[Required actions]:
(A) In the mailing-list thread about a yes-or-no input function, which answer pairs does Christopher say he will later make the function work with?
(B) Continue the mailing-list thread about the yes-or-no input function, starting after its last sentence.

2013-03-15 Thread Mitya Sirenef

On 03/15/2013 05:01 PM, Christopher Emery wrote:

Hello All,

>
> Okay, I have created a small function that will check to see if a user
> has answered with a Yes, No or other response. If the user puts yes
> or no the function ends, if they put anything but yes or no then the
> function will ask them the same question and tell them they either
> need to put yes or no for their response
>
> This is what I have as of now:
> ### Start of Code ###
> def question_y_n(question):
> answer = input(question)
> while(answer != "Yes"):
> if answer != "No":
> print("Please enter Yes or No for your response!")
> answer = input(question)
> else:
> answer = "No"
> break
> return answer
>
> answer = question_y_n("You want a drink of water? :")
> print("Your answer to the question was ", answer)
> ### End of Code ###
>
> Is this the best way to handle this? I would like to use this any
> time I have a yes or no question. In the future I will add to this and
> make it work with yes/no, true/false, 1/0 so that anytime there is
> anything that only has two answer I could use this instead of writing
> more code for each two answer type questions.
>
> Thank you for your advice ahead of time!!!
>
> PS: I hope don't mind me posting code that works to see if I can 
improve on it!

>
> Sincerely in Christ,
> Christopher


Hi Christopher,

I've recently made a couple of functions that do this in a more general
way. There are some usage examples at the end, including y/n input. The
difference between them is that the 2nd function adds more options.

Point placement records
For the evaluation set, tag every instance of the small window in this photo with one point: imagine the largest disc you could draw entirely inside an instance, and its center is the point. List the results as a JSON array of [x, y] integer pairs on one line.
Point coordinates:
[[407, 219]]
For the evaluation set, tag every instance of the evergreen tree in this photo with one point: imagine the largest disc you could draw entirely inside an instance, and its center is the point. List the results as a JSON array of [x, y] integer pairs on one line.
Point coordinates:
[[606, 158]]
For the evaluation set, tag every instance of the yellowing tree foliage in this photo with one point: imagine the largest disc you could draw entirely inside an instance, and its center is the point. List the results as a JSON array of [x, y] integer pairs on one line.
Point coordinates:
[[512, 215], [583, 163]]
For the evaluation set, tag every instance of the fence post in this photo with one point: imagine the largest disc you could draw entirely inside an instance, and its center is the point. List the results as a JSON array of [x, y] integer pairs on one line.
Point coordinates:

[Task responses]:
(A) Yes/no, true/false, and 1/0.

(B)
import re

def simpleinp(pattern, prompt="> ", convert=None, errmsg="Invalid 
Input", blank=False):

"""Keep asking user for input until it matches `pattern`."""
if pattern == "%d": pattern = "\d+"; convert = int
if pattern == "%s": pattern = ".+"

while True:
i = input(prompt).strip()
if blank and not i: return None

if re.match('^'+pattern+'$', i):
return convert(i) if convert and i else i
else:
print(errmsg)


def getinp(pattern, prompt="> ", convert=None, errmsg="Invalid Input", 
ignorecase=False, lower=False, blank=True):

"""Keep asking user for input until it matches `pattern`."""
if pattern == "%d":
pattern = "\d+"
convert = int
if pattern == "%f":
pattern = "\d+.?\d*"
convert = float
if pattern == "%s":
pattern = "\S+"

while True:
i = input(prompt).strip()
if blank and not i:
return None
if lower:
i = i.lower()
flags = re.I if ignorecase else 0

if re.match('^'+pattern+'$', i, flags=flags):
return convert(i) if convert else i
else:
print(errmsg)


# print( getinp("%d", "integer: ") )
# print( getinp("%f", "float: ") )
# print( getinp("%s", "string: ") )
# print( getinp("(y|n)", "y/n: ", lower=True) )

# print( simpleinp("%d", "integer: ") )
# print( simpleinp("%s", "string: ") )
# print( simpleinp(".*", "string or blank: ") )
# print( simpleinp("[ynYN]", "y/n: ") )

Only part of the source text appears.